### WHAT YOU NEED TO DO
Write out the listing in full, matching it word for word.
[Begin STORED RECORDS]
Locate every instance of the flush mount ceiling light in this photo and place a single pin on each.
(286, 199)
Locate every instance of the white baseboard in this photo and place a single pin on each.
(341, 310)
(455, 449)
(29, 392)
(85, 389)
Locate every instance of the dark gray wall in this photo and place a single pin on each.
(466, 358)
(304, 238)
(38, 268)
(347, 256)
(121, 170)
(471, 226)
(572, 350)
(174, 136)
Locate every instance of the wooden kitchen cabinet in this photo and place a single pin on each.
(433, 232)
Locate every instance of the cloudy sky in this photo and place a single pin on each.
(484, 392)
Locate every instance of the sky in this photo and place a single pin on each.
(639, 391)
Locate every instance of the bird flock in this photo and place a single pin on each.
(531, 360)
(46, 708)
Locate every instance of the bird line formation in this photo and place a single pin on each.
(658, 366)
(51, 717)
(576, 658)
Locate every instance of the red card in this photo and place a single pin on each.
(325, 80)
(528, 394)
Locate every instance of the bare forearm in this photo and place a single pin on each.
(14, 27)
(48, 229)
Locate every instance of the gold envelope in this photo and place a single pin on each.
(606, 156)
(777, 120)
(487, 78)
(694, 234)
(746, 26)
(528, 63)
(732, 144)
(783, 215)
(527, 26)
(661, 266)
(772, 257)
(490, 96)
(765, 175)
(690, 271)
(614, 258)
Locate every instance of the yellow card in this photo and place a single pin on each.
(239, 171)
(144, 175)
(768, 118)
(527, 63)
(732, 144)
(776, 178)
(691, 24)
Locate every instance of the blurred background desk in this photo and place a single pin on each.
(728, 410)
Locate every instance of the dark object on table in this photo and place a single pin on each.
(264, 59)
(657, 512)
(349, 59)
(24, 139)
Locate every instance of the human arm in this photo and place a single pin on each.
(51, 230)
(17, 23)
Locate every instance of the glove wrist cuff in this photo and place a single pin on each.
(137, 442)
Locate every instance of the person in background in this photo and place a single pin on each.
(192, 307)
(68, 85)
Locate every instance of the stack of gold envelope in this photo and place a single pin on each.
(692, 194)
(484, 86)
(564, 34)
[End STORED RECORDS]
### RESULT
Locate every instance of the flush mount ceiling light in this photo and place a single pin on each.
(286, 199)
Locate every instance of the white baseboard in this photo and place a single pin on each.
(341, 310)
(455, 449)
(29, 392)
(85, 389)
Locate every instance of the dark gray wall in this photo and place a single pin on each.
(466, 358)
(304, 238)
(38, 268)
(347, 256)
(121, 170)
(471, 226)
(572, 350)
(174, 136)
Locate every instance of the wooden kitchen cabinet in this photo and place a single pin on each.
(433, 232)
Locate every instance of the cloudy sky in this photo and place a single pin on each.
(484, 392)
Locate every instance of the sky in this photo and place a single pin on each.
(639, 391)
Locate every instance of the bird flock in this photo and place a single pin on each.
(531, 360)
(46, 708)
Locate every instance of the bird line formation in this photo and place a single pin on each.
(658, 366)
(51, 717)
(576, 658)
Locate every instance of the red card in this photo and place a single pin on each.
(325, 80)
(528, 394)
Locate every instance of the bare forearm in this photo and place a single pin on each.
(14, 27)
(48, 229)
Locate every instance of the gold envelope in this photo and place a single pin on each.
(606, 156)
(777, 120)
(487, 78)
(694, 234)
(746, 26)
(528, 63)
(732, 144)
(783, 215)
(527, 26)
(661, 266)
(772, 257)
(490, 96)
(765, 175)
(690, 271)
(614, 258)
Locate every instance of the yellow card in this photo and place a single pin on each.
(239, 171)
(144, 175)
(768, 118)
(527, 63)
(732, 144)
(776, 178)
(691, 24)
Locate every instance of the blurred background desk in this photo and place a single pin on each.
(728, 410)
Locate every instance of the dark object on table in this photo and place a single pin on each.
(264, 59)
(657, 512)
(349, 59)
(24, 139)
Locate every instance of the human arm in this photo and place a single pin on each.
(51, 230)
(17, 23)
Locate every instance of the glove wrist cuff in this photo and place a single pin on each.
(137, 442)
Locate every instance of the person in background in this photo and place a single pin on each.
(192, 307)
(68, 85)
Locate every instance of the stack of gold envelope in this photo and place a single pin on each.
(692, 194)
(484, 86)
(564, 34)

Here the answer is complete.